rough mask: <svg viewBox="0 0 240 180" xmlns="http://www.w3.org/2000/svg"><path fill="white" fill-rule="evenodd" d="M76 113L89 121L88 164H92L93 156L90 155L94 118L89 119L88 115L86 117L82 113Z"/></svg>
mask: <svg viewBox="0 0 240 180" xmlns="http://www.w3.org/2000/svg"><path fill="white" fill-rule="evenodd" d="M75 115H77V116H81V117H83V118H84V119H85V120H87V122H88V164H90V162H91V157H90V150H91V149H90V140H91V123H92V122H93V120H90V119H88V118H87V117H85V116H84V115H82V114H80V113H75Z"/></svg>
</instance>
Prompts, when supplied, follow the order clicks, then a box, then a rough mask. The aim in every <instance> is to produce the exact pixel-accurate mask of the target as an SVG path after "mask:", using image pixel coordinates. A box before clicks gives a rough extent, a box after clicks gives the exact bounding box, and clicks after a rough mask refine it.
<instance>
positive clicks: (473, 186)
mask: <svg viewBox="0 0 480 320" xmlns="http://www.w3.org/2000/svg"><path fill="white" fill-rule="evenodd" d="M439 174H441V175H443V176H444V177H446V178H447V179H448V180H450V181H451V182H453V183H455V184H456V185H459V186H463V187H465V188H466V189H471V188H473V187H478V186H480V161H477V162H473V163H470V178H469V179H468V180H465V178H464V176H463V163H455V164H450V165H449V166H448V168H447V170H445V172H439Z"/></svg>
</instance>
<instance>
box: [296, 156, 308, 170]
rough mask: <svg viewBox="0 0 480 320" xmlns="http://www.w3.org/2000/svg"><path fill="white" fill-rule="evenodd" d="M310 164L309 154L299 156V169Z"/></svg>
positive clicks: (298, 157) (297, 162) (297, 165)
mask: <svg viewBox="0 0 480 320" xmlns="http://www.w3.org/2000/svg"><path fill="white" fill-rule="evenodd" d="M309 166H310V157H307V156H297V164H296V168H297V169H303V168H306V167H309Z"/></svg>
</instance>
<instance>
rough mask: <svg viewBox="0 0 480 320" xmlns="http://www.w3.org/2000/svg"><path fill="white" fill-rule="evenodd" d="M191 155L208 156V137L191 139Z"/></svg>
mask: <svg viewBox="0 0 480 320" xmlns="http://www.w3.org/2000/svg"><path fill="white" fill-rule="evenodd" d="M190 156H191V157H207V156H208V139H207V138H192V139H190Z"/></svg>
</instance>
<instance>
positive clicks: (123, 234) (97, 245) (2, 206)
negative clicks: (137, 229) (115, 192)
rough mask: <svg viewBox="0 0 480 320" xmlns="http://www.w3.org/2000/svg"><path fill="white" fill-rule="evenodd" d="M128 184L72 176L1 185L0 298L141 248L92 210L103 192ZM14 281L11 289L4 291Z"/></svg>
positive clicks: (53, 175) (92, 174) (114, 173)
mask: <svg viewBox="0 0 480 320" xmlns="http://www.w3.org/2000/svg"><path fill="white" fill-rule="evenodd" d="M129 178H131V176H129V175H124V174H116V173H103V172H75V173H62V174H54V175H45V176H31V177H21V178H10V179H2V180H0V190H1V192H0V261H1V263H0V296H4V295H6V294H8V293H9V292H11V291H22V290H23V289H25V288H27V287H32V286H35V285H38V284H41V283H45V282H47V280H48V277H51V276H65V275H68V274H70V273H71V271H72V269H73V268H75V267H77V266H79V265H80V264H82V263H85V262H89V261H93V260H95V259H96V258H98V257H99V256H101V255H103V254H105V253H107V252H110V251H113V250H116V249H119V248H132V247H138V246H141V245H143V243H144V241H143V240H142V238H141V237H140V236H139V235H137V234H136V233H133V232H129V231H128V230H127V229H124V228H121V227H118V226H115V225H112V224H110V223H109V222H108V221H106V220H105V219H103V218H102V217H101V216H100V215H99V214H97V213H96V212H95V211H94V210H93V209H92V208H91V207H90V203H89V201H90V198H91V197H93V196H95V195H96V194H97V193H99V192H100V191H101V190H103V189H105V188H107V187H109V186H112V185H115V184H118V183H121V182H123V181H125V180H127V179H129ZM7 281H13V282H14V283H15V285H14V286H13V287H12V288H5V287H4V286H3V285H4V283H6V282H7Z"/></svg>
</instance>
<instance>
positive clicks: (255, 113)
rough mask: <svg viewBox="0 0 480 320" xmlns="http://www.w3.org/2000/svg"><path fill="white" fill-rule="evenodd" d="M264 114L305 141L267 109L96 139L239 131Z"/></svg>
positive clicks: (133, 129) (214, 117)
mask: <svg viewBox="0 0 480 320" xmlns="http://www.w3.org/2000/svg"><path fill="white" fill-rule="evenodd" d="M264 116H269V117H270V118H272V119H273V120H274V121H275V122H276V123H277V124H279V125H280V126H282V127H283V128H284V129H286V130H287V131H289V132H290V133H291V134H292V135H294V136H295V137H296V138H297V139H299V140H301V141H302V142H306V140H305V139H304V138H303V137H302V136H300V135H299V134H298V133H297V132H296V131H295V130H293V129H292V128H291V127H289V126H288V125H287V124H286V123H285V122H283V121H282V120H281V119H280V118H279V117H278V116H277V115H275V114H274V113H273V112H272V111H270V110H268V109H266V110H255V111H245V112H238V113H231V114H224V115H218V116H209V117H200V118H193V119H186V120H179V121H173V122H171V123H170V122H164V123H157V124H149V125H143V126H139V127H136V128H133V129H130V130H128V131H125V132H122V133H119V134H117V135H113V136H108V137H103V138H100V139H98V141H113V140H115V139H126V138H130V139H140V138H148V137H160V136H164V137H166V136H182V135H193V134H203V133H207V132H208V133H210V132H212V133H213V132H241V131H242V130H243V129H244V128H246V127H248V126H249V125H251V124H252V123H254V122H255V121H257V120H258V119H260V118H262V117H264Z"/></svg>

· · · · · · ·

- **Task instructions**
All of the entries must be written out exactly as they stand.

- **Exercise result**
rough mask: <svg viewBox="0 0 240 180" xmlns="http://www.w3.org/2000/svg"><path fill="white" fill-rule="evenodd" d="M76 113L89 121L88 164H92L93 156L90 155L94 118L89 119L88 115L86 117L82 113Z"/></svg>
mask: <svg viewBox="0 0 240 180" xmlns="http://www.w3.org/2000/svg"><path fill="white" fill-rule="evenodd" d="M75 115H77V116H81V117H83V118H84V119H85V120H87V122H88V164H90V162H91V157H90V150H91V149H90V140H91V123H92V122H93V120H90V119H88V118H87V117H85V116H84V115H82V114H80V113H75Z"/></svg>
</instance>
Prompts, when supplied, follow the order clicks, then a box, then a rough mask. The aim in every <instance> is to produce the exact pixel-accurate mask of the target as an SVG path after "mask:", using image pixel coordinates. A box before clicks gives a rough extent, a box after clicks gives the exact bounding box, and clicks after a rough mask refine it.
<instance>
positive clicks: (473, 186)
mask: <svg viewBox="0 0 480 320" xmlns="http://www.w3.org/2000/svg"><path fill="white" fill-rule="evenodd" d="M439 174H441V175H443V176H444V177H446V178H447V179H448V180H450V181H451V182H453V183H455V184H456V185H459V186H463V187H465V188H466V189H471V188H473V187H478V186H480V161H477V162H473V163H470V178H469V179H468V180H465V178H464V176H463V163H455V164H450V165H449V166H448V168H447V170H445V172H439Z"/></svg>
</instance>
<instance>
box: [296, 156, 308, 170]
rough mask: <svg viewBox="0 0 480 320" xmlns="http://www.w3.org/2000/svg"><path fill="white" fill-rule="evenodd" d="M310 164L309 154L299 156V169Z"/></svg>
positive clicks: (298, 157) (297, 162) (297, 165)
mask: <svg viewBox="0 0 480 320" xmlns="http://www.w3.org/2000/svg"><path fill="white" fill-rule="evenodd" d="M309 166H310V157H307V156H297V164H296V168H297V169H303V168H306V167H309Z"/></svg>
</instance>
<instance>
rough mask: <svg viewBox="0 0 480 320" xmlns="http://www.w3.org/2000/svg"><path fill="white" fill-rule="evenodd" d="M191 155L208 156V137L191 139Z"/></svg>
mask: <svg viewBox="0 0 480 320" xmlns="http://www.w3.org/2000/svg"><path fill="white" fill-rule="evenodd" d="M190 156H191V157H207V156H208V139H207V138H192V139H190Z"/></svg>
</instance>
<instance>
positive clicks: (123, 234) (97, 245) (2, 206)
negative clicks: (137, 229) (115, 192)
rough mask: <svg viewBox="0 0 480 320" xmlns="http://www.w3.org/2000/svg"><path fill="white" fill-rule="evenodd" d="M128 184L72 176L1 185L0 298L141 248L92 210L103 192ZM14 281L11 289L4 291Z"/></svg>
positive clicks: (53, 175) (92, 174) (114, 173)
mask: <svg viewBox="0 0 480 320" xmlns="http://www.w3.org/2000/svg"><path fill="white" fill-rule="evenodd" d="M129 178H131V176H129V175H124V174H116V173H103V172H75V173H62V174H54V175H45V176H31V177H21V178H10V179H2V180H0V190H1V192H0V261H1V263H0V296H4V295H6V294H8V293H9V292H11V291H22V290H23V289H25V288H27V287H32V286H35V285H38V284H41V283H45V282H47V280H48V277H51V276H65V275H68V274H70V273H71V271H72V269H73V268H75V267H77V266H79V265H80V264H82V263H85V262H89V261H93V260H95V259H96V258H98V257H99V256H101V255H103V254H105V253H107V252H110V251H113V250H116V249H119V248H132V247H138V246H141V245H143V243H144V241H143V240H142V238H141V237H140V236H139V235H137V234H136V233H133V232H129V231H128V230H127V229H124V228H121V227H118V226H115V225H112V224H110V223H109V222H108V221H106V220H105V219H103V218H102V217H101V216H100V215H99V214H97V213H96V212H95V211H94V210H93V209H92V208H91V207H90V203H89V201H90V198H91V197H93V196H95V195H96V194H97V193H99V192H100V191H101V190H103V189H105V188H107V187H109V186H112V185H115V184H118V183H121V182H123V181H125V180H127V179H129ZM7 281H13V282H14V283H15V285H14V286H13V287H12V288H5V287H4V286H3V285H4V283H6V282H7Z"/></svg>
</instance>
<instance>
positive clicks: (255, 113)
rough mask: <svg viewBox="0 0 480 320" xmlns="http://www.w3.org/2000/svg"><path fill="white" fill-rule="evenodd" d="M264 114L305 141L267 109L96 139L239 131Z"/></svg>
positive clicks: (133, 129) (214, 117)
mask: <svg viewBox="0 0 480 320" xmlns="http://www.w3.org/2000/svg"><path fill="white" fill-rule="evenodd" d="M264 116H269V117H270V118H272V119H273V120H274V121H275V122H276V123H277V124H279V125H280V126H282V127H283V128H284V129H286V130H287V131H289V132H290V133H291V134H292V135H294V136H295V137H296V138H297V139H299V140H301V141H302V142H306V140H305V139H304V138H303V137H302V136H300V135H299V134H298V133H297V132H296V131H295V130H293V129H292V128H291V127H289V126H288V125H287V124H286V123H285V122H283V121H282V120H281V119H280V118H279V117H278V116H277V115H275V114H274V113H273V112H272V111H270V110H268V109H266V110H255V111H245V112H238V113H231V114H224V115H218V116H209V117H200V118H193V119H186V120H179V121H173V122H171V123H170V122H164V123H157V124H149V125H143V126H139V127H136V128H133V129H130V130H128V131H125V132H122V133H119V134H117V135H113V136H108V137H103V138H100V139H98V141H113V140H115V139H126V138H130V139H140V138H148V137H160V136H164V137H166V136H182V135H193V134H203V133H207V132H208V133H210V132H212V133H213V132H241V131H242V130H243V129H244V128H246V127H248V126H249V125H251V124H252V123H254V122H255V121H257V120H258V119H260V118H262V117H264Z"/></svg>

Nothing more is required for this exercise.